--- start Extracted material ---

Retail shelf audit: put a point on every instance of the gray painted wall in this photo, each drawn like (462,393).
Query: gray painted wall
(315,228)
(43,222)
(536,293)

--- end Extracted material ---

**Written request:**
Can you pull every line out of the items above and reproduce each one verbatim?

**Output for this exercise:**
Retail shelf audit: put a point on every instance of the gray painted wall in this photo, each drawn like (462,393).
Query: gray painted wall
(315,228)
(43,222)
(536,293)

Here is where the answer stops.